▸ **Dataset records**

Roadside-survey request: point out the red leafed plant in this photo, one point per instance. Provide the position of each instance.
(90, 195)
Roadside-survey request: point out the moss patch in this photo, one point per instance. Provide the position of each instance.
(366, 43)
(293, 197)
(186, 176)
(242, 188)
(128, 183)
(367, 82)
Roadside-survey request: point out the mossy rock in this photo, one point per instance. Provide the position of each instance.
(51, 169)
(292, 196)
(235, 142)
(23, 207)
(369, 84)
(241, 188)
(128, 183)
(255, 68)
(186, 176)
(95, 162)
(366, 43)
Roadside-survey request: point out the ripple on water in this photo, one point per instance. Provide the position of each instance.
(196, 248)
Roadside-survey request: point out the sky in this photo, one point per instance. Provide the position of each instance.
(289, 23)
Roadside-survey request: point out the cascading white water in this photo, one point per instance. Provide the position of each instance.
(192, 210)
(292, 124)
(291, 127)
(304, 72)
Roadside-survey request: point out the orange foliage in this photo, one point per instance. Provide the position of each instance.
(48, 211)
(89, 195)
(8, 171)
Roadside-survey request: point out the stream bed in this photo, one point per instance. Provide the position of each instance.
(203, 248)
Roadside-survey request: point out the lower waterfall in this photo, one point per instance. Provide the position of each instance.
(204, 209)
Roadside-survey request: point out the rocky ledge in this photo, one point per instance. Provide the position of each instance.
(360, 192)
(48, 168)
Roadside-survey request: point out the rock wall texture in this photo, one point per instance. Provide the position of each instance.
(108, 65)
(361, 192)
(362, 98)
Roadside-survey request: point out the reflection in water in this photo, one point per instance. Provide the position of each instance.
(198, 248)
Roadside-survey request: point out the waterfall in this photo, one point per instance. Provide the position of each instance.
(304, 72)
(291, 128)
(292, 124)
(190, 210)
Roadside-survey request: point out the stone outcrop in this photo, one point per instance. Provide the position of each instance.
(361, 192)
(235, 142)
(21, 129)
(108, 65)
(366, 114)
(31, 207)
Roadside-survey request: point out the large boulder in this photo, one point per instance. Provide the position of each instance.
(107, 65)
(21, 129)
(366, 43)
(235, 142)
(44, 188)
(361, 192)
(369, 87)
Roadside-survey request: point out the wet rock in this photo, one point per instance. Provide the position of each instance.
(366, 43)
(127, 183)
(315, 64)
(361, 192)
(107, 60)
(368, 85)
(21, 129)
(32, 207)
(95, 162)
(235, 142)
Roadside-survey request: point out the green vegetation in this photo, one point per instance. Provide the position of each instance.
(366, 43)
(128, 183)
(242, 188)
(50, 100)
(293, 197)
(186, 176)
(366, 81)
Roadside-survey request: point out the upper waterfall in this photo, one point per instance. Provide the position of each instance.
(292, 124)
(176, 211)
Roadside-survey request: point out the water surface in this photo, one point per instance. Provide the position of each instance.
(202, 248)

▸ **Task statement**
Your task is to return, exactly and on their own, the lines from the one containing "Roadside-survey request: point out the wet" through the last line of the listing.

▸ **Solution to this exercise**
Roadside-survey request: point out the wet rock in this photo, one point per instance. Provide the position of each instance.
(366, 43)
(127, 183)
(315, 64)
(361, 192)
(107, 60)
(368, 85)
(21, 129)
(32, 207)
(95, 162)
(235, 142)
Roadside-survey request: point out the green vegetation in this photo, one point per instance. Provide the position of each instance.
(366, 43)
(128, 183)
(242, 188)
(50, 100)
(293, 197)
(186, 176)
(366, 81)
Roadside-survey request: point out the upper waterfall in this photo, one point per instance. Provide the position of each instance.
(292, 124)
(176, 211)
Roadside-survey request: point out the water surface in this photo, one point per instance. Provide the position of each instance.
(202, 248)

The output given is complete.